----- RECORDS SUPPLIED

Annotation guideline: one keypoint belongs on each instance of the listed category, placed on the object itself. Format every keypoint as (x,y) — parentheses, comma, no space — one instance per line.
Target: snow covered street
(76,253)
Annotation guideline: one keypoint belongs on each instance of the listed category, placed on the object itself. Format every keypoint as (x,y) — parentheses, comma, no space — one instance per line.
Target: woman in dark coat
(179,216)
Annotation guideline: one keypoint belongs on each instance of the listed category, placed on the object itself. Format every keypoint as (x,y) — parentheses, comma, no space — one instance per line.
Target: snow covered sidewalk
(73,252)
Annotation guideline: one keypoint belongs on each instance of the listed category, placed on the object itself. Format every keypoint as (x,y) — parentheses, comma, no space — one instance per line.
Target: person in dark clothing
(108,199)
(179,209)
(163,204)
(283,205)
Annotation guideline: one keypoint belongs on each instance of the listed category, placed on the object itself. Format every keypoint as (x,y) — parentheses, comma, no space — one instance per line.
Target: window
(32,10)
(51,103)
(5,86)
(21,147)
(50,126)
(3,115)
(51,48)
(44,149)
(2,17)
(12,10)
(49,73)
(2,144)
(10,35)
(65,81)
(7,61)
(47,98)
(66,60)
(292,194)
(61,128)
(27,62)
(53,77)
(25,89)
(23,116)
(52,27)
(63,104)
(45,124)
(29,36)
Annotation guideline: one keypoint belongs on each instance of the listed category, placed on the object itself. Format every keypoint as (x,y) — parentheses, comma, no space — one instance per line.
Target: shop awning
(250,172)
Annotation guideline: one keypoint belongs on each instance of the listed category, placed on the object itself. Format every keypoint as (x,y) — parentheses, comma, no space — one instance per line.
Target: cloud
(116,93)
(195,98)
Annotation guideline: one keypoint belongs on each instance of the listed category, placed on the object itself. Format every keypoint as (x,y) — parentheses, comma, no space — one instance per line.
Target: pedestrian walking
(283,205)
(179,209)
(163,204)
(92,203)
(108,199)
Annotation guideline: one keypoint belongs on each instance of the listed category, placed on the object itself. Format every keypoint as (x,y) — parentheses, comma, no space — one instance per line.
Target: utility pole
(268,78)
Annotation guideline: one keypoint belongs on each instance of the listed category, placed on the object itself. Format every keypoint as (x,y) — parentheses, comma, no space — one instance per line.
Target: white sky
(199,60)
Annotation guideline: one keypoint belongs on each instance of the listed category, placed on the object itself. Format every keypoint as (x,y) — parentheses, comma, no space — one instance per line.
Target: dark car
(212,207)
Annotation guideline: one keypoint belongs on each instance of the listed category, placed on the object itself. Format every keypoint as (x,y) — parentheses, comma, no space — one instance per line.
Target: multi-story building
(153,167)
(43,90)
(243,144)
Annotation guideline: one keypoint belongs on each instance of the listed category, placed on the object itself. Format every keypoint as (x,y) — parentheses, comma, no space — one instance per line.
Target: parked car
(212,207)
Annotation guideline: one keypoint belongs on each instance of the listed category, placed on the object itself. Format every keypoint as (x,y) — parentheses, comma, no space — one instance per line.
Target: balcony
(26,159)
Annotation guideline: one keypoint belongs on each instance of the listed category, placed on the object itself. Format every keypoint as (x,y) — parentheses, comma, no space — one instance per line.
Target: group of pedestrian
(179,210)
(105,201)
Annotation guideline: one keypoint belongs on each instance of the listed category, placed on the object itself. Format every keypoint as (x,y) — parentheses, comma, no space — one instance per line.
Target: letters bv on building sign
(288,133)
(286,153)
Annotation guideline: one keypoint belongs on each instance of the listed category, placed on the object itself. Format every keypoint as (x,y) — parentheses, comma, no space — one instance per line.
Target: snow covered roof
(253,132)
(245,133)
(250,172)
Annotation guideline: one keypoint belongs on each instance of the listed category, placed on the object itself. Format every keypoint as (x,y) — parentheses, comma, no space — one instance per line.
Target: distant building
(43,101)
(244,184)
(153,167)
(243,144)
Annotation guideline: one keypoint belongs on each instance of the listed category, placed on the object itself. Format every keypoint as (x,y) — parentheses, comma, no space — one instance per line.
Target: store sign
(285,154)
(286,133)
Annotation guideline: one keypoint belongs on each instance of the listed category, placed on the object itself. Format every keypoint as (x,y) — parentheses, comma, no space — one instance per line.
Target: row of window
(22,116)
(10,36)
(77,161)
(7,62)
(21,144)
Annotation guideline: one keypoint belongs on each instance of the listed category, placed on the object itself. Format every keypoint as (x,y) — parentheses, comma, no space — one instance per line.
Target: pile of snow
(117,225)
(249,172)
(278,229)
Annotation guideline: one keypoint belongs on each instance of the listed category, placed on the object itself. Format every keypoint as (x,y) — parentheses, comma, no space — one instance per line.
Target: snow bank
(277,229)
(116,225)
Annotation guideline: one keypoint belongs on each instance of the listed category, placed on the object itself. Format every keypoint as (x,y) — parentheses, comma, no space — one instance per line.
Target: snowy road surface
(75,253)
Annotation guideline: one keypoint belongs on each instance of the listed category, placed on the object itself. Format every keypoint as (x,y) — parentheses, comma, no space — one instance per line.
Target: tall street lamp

----------

## WHAT YOU NEED TO DO
Restate each record above word for word.

## RESULT
Annotation guideline: one keypoint belongs on each instance of the listed category, placed on the object itself. Format every keypoint as (x,y) — parentheses, comma, no space — one instance per line.
Target: snow covered street
(76,253)
Annotation guideline: one keypoint belongs on each instance of the listed category, placed on the object itself. Format every keypoint as (x,y) — parentheses, comma, no space — one instance per line.
Target: woman in dark coat
(179,216)
Annotation guideline: one keypoint belongs on each instance of the listed category, placed on the object itself. Format every keypoint as (x,y) — parentheses, comma, no space — one instance per line.
Target: snow covered sidewalk
(73,252)
Annotation guideline: one keypoint belongs on each instance of the listed category, placed on the object itself. Format every keypoint as (x,y) — parentheses, comma, no space — one instance per line.
Target: person in dark clothing
(108,199)
(179,209)
(163,204)
(283,205)
Annotation guideline: one keypoint belongs on each instance of the listed category, placed on the object itself. Format every keypoint as (x,y) — parentheses, comma, no space — one instance per line.
Target: window
(32,10)
(51,103)
(5,86)
(21,147)
(50,126)
(3,115)
(51,48)
(44,149)
(2,17)
(12,10)
(49,73)
(2,144)
(10,35)
(65,81)
(7,61)
(47,98)
(66,60)
(292,194)
(61,128)
(27,62)
(53,77)
(25,89)
(23,116)
(52,27)
(63,104)
(45,124)
(29,36)
Annotation guideline: one keypoint belongs on each instance of the listed category, placed on the object itself. Format every keypoint as (x,y) — parentheses, comma, no space — one instance per line.
Target: shop awning
(250,172)
Annotation guideline: one keypoint belongs on each instance of the listed category, placed on the object itself. Format every keypoint as (x,y) — parentheses, comma, no space — one instance per line.
Target: cloud
(116,93)
(195,98)
Annotation guideline: one keypoint belongs on each instance of the listed category, placed on the object itself. Format every keypoint as (x,y) — parentheses, comma, no space — one instance per line.
Target: pedestrian walking
(283,205)
(179,209)
(163,204)
(92,203)
(108,199)
Annotation guideline: one keypoint belongs on each instance of the listed category, placed on the object itself. Format every keypoint as (x,y) — parentheses, comma, no space — one instance per line.
Target: utility pole
(268,78)
Annotation guideline: one keypoint belongs on each instance of the listed category, placed on the object itself. Format every keypoint as (x,y) — parentheses, comma, no space — one instance per line.
Target: white sky
(199,60)
Annotation guideline: one keypoint belongs on each instance of the listed category, placed on the object itself. Format every keypoint as (x,y) — parentheses, comma, no space — one instance per line.
Target: dark car
(212,207)
Annotation guideline: one keypoint belongs on each instance of the listed category, placed on the object itself. Format every keypoint as (x,y) — parentheses, comma, no space — one instance per line.
Target: multi-story building
(153,167)
(43,90)
(243,144)
Annotation guideline: one keypoint belongs on each instance of the listed category, placed on the object itself. Format every keypoint as (x,y) — parentheses, comma, no space — one instance per line.
Target: parked car
(212,207)
Annotation guideline: one keypoint belongs on each instance of the listed category, placed on the object itself. Format every keypoint as (x,y) — parentheses, comma, no space — one instance per line.
Target: balcony
(26,159)
Annotation guideline: one keypoint belongs on each instance of the listed category, placed on the object itself. Format every keypoint as (x,y) — parentheses, comma, no space — one instance per line.
Target: group of pedestrian
(179,210)
(105,201)
Annotation guideline: one keypoint belongs on each instance of the listed category, placed on the object itself. Format every keypoint as (x,y) — parentheses, comma, no space — one instance per line.
Target: letters bv on building sign
(288,133)
(286,153)
Annotation guideline: one keypoint belongs on each instance of the listed category, placed on the object itself. Format every keypoint as (x,y) — parentheses, comma, no space — one instance per line.
Target: snow covered roof
(253,132)
(245,133)
(250,172)
Annotation guideline: one keypoint belongs on each instance of the listed category, placed on the object itself. Format every keypoint as (x,y) — parentheses, comma, no space — one instance per line.
Target: distant building
(43,101)
(244,184)
(153,167)
(243,144)
Annotation guideline: one keypoint belongs on each instance of the listed category, placed on the object itself. Format every keypoint as (x,y) — parentheses, comma, no space — one instance per line.
Target: store sign
(285,154)
(286,133)
Annotation guideline: one keypoint belongs on each instance of the listed category, placed on the object itself. Format every keypoint as (x,y) — parentheses, comma, no space — one instance per line.
Target: row of window
(22,116)
(10,36)
(77,161)
(7,62)
(21,144)
Annotation guideline: one keypoint belongs on each instance of the listed category, placed on the object itself. Format every keypoint as (x,y) — parentheses, comma, no space — one instance per line.
Target: pile of snow
(117,225)
(249,172)
(278,229)
Annotation guideline: one keypoint belongs on each instance of the listed category, placed on the object itself. Format every keypoint as (x,y) — parentheses, comma, no space — one instance per line.
Target: snow bank
(277,229)
(116,225)
Annotation guideline: one keypoint belongs on each instance of the listed category, placed on the object itself. Format every keypoint as (x,y) — parentheses, comma, no space — one instance per line.
Target: snowy road surface
(75,253)
Annotation guideline: one keypoint belongs on each instance of the listed category, placed on the object itself. Format every keypoint as (x,y) — parentheses, comma, no space — one instance per line.
Target: tall street lamp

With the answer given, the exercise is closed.